Text-to-region grounding data
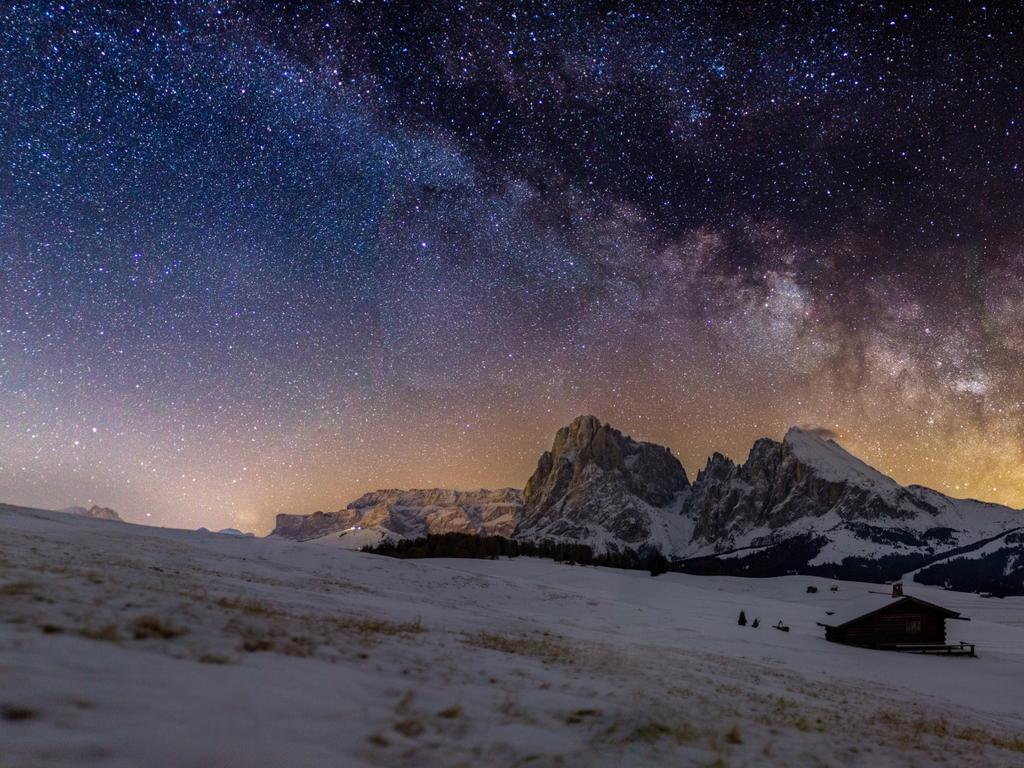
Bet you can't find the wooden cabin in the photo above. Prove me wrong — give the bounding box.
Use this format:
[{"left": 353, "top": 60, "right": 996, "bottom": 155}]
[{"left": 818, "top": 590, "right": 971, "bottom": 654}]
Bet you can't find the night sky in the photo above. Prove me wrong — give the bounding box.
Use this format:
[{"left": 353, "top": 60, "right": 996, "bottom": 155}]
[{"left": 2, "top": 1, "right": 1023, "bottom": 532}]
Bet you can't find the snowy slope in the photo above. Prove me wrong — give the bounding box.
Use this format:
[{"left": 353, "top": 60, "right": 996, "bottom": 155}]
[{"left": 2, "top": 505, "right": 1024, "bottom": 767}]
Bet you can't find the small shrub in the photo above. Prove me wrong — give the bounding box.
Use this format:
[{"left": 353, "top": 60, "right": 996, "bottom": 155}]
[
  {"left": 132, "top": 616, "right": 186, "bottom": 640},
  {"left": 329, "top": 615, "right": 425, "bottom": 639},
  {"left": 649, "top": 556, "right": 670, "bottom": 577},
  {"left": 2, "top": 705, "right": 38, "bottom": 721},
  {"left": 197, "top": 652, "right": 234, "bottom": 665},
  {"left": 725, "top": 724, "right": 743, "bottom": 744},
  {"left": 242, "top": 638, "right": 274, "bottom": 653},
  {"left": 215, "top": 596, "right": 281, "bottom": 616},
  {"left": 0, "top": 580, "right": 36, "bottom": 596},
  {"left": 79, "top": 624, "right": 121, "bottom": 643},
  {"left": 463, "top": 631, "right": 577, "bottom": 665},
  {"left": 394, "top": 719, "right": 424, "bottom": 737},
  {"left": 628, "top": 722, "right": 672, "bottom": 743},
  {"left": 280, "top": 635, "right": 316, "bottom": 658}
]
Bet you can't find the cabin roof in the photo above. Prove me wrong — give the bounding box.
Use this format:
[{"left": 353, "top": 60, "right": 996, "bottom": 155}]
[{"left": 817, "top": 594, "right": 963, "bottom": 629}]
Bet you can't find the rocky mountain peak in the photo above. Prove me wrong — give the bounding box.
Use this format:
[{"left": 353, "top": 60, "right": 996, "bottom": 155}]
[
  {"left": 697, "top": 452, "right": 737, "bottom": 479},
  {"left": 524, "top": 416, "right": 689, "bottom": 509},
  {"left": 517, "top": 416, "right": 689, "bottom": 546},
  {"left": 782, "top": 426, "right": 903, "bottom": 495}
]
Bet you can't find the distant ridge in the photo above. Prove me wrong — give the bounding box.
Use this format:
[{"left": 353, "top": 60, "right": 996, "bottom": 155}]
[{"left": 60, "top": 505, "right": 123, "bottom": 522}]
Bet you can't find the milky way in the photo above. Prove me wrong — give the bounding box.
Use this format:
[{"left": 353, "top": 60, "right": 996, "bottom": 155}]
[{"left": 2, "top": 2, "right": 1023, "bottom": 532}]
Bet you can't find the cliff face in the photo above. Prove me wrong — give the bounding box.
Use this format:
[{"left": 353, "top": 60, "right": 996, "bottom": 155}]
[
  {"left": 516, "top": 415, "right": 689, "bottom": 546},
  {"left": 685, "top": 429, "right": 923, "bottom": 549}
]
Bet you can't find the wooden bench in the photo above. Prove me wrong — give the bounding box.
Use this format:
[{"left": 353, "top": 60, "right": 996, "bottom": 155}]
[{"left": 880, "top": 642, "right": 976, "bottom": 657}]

YOUR GOAL
Give back, word for word, only the lines from the one containing "Bet you can't find the cliff" through the closing line of the entries.

SOLUTION BELOW
Bet you can't find the cliff face in the photo above. Prove me wrong — give the bounding box.
Use this format:
[{"left": 353, "top": 60, "right": 996, "bottom": 155}]
[
  {"left": 516, "top": 415, "right": 689, "bottom": 546},
  {"left": 685, "top": 429, "right": 923, "bottom": 549}
]
Bet you can't find the wooden bench in the photo above. Prove me wrong — give the bounding box.
Use this format:
[{"left": 353, "top": 60, "right": 996, "bottom": 155}]
[{"left": 880, "top": 642, "right": 976, "bottom": 657}]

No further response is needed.